▸ **PARTS OF THE EXERCISE**
1. In the passage about Texas history, how much land could land agents offer each immigrant?
2. Continue the passage about Texas history from its last sentence.

▸ **TEXT PASSAGE**
★ ★ ★ ★

Texans love to remind people that we were once an independent republic. We throw that around a lot. People from California, Hawaii, and even Vermont like to push back that they too were once sovereign nations. But Texas is bigger. And we were an independent country for almost a decade. California didn’t last a month, though they did get that cool bear-flag from their republic days. Texas had its own flag as well. It was a single star on a field of blue. It’s the origin of the “Lone Star State” nickname. Our current flag still has the lone star to remind us of our days as an independent republic. Did I mention that we were once an independent republic?
We have a pledge that goes along with our state flag. Texas school children learn it in kindergarten and say the pledge every day, right after performing the same ritual to the American flag. Some people might call it brainwashing or indoctrination. I like to think of it as an act of appreciation for those who came before you, and the land you call home.
For non-Texans, or new Texans, the emphasis on everything Texas takes some getting used to. But Texas isn’t like other states. It has an identity that transcends regional culture. It’s neither Southern like Georgia or Alabama, nor Southwestern like New Mexico or Arizona. It has a distinct culture that is a product of the Anglo-Celt men and women who settled the region when it was still part of Mexico. Most of the people who came here were pioneers, drawn to Texas for two reasons – land and liberty.
Land was plentiful and so cheap as to be free. To attract settlers, Stephen F. Austin and other land agents commissioned by the Mexican government could offer immigrants a league of land (about 4000 acres) and protection under Mexican law if they swore allegiance to the flag of Mexico. Apparently, pledging allegiance to a flag has a long tradition in Texas.
The other reason people came to Texas was liberty. Settlers in Texas could expect to be left alone on their land. The Mexican government was decentralized and ineffective. Local governments were almost nonexistent. Civilization was carved out of the wilderness with a short-axe and long-rifle. When Mexico centralized power under Santa Ana and tried to run the Anglo settlers off their land, the Texians (as they were called back then) defended their land and liberty to the death. And you all know the story of the Alamo, the most sacred of Texas shrines.

★ ★ ★ ★

▸ **GIVEN ENTRIES**
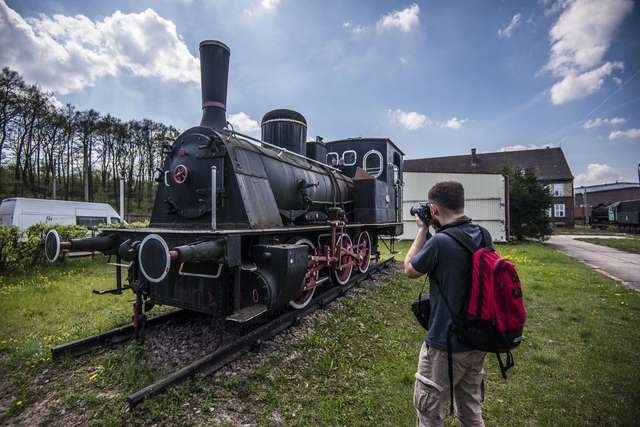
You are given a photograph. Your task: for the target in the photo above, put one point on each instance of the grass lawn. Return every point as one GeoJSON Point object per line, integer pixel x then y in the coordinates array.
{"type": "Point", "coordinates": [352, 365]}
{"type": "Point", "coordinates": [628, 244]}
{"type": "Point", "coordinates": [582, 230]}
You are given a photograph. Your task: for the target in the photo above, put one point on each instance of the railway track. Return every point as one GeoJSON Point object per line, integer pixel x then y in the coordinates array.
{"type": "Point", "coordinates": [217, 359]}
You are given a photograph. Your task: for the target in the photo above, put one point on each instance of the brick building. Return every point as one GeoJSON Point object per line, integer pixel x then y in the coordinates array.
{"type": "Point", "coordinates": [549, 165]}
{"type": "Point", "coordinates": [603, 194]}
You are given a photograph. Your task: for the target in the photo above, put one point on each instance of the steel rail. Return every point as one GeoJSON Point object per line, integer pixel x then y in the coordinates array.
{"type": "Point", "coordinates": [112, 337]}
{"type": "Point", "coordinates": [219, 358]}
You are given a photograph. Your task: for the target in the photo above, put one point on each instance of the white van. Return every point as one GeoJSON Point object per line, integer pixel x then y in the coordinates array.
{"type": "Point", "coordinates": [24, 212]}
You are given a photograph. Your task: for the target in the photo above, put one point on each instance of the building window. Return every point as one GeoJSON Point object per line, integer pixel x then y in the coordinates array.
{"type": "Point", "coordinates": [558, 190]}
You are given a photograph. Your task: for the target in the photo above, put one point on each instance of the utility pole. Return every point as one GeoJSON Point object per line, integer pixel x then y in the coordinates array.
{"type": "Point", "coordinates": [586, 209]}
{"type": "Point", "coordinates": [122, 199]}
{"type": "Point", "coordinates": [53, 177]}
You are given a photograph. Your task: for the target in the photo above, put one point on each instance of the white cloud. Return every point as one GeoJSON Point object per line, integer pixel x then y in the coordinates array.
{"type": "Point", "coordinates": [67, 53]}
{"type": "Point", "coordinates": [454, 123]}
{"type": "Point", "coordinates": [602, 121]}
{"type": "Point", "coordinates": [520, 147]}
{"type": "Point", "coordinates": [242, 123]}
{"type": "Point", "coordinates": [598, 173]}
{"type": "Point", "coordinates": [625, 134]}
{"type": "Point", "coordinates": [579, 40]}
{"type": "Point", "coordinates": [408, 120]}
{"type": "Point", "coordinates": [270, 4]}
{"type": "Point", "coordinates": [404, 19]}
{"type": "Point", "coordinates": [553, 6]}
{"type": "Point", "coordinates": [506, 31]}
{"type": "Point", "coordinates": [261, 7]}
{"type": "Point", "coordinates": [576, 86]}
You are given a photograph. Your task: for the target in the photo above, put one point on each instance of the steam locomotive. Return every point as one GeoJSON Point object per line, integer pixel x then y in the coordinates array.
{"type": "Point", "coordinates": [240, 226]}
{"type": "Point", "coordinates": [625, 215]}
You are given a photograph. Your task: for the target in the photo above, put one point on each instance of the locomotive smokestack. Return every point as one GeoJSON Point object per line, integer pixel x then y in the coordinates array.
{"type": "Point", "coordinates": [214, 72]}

★ ★ ★ ★

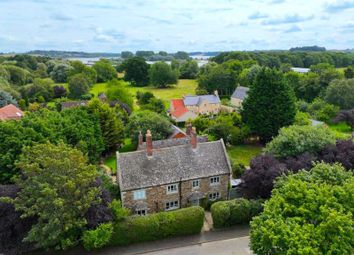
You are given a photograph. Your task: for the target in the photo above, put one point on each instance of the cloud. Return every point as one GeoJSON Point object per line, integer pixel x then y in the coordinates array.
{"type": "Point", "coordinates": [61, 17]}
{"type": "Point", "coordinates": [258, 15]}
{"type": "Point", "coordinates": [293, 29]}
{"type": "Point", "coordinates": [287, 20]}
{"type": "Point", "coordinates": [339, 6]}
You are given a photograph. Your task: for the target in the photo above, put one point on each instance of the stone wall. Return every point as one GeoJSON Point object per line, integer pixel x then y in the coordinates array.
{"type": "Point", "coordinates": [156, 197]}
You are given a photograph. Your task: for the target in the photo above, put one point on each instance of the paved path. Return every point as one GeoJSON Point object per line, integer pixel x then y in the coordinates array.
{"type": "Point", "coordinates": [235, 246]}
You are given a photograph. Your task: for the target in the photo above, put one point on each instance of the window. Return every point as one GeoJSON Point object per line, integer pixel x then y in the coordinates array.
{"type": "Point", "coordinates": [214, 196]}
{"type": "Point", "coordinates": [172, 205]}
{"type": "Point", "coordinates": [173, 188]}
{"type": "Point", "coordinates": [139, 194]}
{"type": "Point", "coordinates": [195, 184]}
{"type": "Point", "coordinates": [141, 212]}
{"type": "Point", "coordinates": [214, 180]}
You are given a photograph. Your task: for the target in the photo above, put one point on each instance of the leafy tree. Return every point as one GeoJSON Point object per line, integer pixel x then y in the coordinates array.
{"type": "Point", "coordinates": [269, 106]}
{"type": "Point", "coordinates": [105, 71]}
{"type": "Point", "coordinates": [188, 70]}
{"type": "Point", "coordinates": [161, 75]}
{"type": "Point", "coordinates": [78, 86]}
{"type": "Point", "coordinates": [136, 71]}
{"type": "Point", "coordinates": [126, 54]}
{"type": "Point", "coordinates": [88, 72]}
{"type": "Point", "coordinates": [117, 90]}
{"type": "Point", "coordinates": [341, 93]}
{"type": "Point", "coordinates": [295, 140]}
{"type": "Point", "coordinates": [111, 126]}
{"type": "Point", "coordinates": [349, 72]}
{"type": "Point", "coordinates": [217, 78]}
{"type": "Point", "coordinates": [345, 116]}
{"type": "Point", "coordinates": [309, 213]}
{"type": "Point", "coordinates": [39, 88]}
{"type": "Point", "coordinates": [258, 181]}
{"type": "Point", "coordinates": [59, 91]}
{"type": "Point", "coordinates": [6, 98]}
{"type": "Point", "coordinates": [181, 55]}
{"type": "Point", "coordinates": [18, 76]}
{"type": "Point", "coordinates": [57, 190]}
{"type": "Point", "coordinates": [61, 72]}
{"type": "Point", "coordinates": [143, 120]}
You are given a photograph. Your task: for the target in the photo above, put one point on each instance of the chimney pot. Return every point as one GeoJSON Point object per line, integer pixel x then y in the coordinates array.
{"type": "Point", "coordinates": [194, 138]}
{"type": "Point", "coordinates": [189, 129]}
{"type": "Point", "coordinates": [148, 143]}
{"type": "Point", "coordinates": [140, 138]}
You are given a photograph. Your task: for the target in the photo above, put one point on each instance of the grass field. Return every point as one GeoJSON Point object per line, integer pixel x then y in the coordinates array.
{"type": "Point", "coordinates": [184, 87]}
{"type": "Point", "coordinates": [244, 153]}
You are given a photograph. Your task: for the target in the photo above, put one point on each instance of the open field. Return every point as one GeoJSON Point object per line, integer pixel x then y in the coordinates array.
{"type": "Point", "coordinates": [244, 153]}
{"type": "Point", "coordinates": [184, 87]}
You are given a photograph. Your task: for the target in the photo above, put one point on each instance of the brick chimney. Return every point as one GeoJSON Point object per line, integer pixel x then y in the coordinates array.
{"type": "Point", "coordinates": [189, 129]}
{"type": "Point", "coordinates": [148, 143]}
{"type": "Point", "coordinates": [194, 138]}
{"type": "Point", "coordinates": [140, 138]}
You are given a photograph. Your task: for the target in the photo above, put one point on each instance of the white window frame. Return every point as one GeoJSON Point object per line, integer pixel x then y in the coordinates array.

★ ★ ★ ★

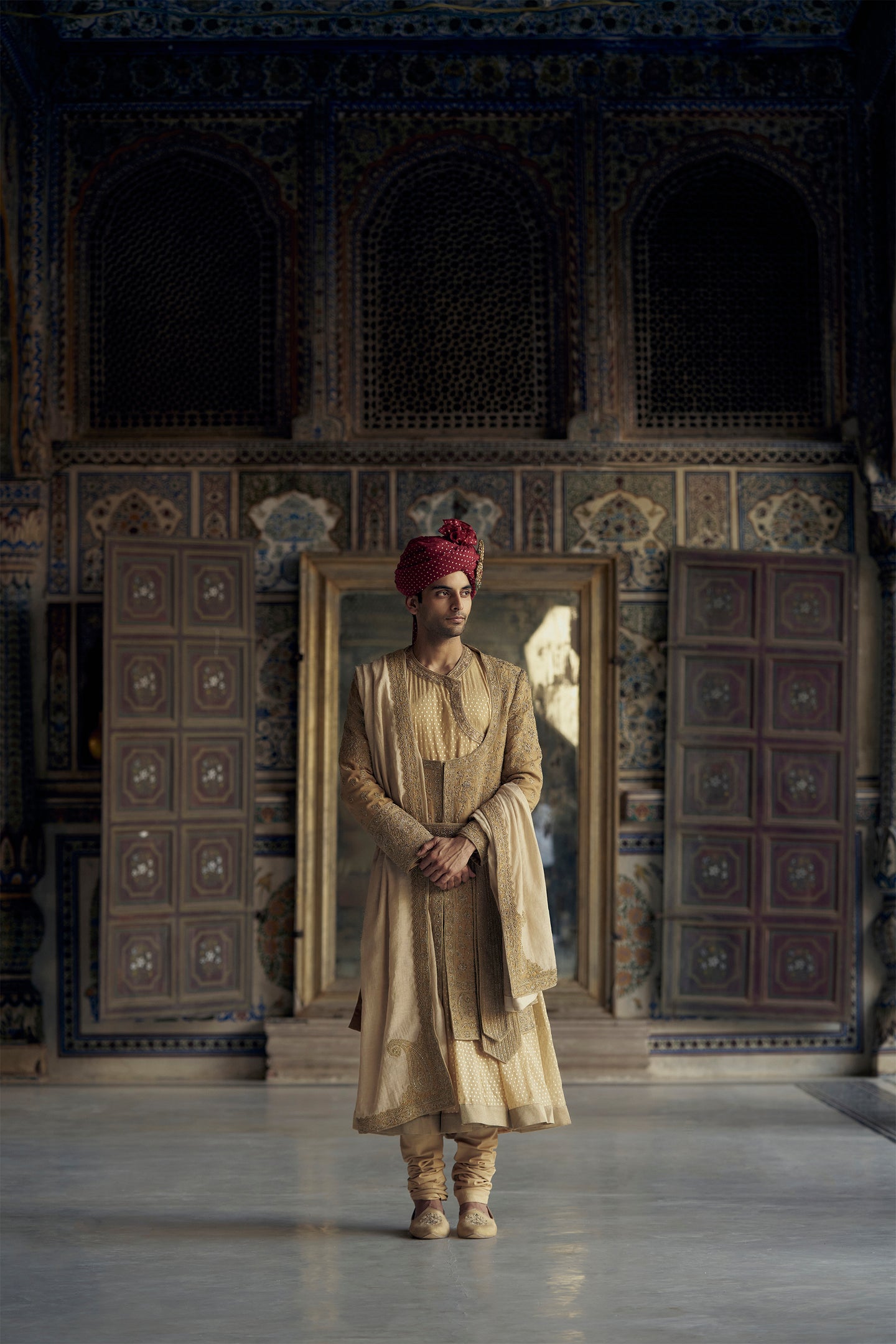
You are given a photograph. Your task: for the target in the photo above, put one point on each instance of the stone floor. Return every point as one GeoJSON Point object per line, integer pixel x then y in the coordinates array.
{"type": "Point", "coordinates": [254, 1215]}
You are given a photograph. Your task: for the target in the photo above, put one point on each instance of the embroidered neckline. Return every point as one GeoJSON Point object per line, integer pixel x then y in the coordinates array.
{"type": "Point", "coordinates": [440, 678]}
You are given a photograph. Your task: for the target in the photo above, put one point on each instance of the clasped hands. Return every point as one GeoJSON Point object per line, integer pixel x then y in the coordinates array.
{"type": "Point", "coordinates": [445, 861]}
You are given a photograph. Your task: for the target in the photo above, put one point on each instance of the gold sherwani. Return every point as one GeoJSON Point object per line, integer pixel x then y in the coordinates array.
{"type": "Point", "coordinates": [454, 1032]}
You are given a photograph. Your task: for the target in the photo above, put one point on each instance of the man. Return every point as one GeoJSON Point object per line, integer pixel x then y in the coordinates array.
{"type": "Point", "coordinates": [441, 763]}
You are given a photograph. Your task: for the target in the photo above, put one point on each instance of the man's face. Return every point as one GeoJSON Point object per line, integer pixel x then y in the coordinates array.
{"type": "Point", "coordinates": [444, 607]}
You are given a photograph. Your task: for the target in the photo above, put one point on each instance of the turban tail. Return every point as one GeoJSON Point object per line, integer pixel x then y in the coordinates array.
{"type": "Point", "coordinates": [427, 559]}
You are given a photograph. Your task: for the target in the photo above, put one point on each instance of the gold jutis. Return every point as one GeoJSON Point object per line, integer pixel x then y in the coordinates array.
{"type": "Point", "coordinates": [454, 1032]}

★ ★ ★ ★

▸ **RESULTS**
1. A league of land, about 4000 acres.

2.
The most important part of the Texas story is the one that is usually overlooked. None of the people who fought and died for Texas land and Texas liberty were from Texas. They were all immigrants. Stephen F. Austin, a son of privilege and education, came from the Arkansas territory to make money and something of himself. In a story worthy of a Jane Austen novel, Sam Houston came from Tennessee to escape a broken heart and a damaged reputation. Also from Tennessee, David Crockett left a dying political career and a young family to find a new home. The early Texians weren’t just displaced Americans either. There were numerous immigrants from Europe and Great Britain. One of these, Henry Fanthorp, came from England to escape the sorrowful loss of his wife and children from disease. He started an inn where many of these other men stayed during the early days of the Texas Republic. The inn still stands today. I took my children on the 4th of July weekend to sit on the front porch, watch the Spanish moss blow in the warm summer breeze, and wait for the stage coaches that come no more. Now people come by car, moving van, and air plane. And this is the mystique of Texas……
Over 150 years later, people still come to Texas for the same reasons as the old fellows. They come for a fresh start. They come for a chance to make something of themselves. They come for cheap land and affordable housing. And they come for liberty.
In Texas we pride ourselves in staying out of peoples’ way so they can benefit from their own labor. It’s no wonder that industrious people from all over the world still see Texas as a bulwark of opportunity in an increasingly regulated world. A quick drive around Houston will reveal business, law offices, and medical practices operated by people from Viet Nam, Nigeria, Pakistan, Russia, Mexico, China and numerous other countries. These people now proudly call themselves Texans. And Texas continues to be a magnet for people seeking a better life than in the states which they leave behind – places like California and Louisiana. With the downturn in the economy, a whole new wave of Americans have painted GTT on their doors (Gone to Texas) in the fashion of the pioneers who came here when there was little but trees and prairie.
Texans don’t expect much from government. They’re independent-minded and place a high value on self-sufficiency. That’s the Texas way. It’s what political scientists call our “political culture.” It explains why there is so much opposition to government expansion in Texas politics and why there is such a high rate of gun ownership. People who are self-reliant choose to provide for themselves, and defend their land and liberty in the same manner, rather than rely on local authorities.
While this independent attitude sounds harsh to some people, it also means that if you work hard and are successful, nobody in Texas will hold your riches against you. We have no state income tax. Your money is yours to keep. And there is an old cowboy rule among Texans – you never ask the size of man’s ranch or how many cattle he has. It’s his property. There’s no good reason to ask.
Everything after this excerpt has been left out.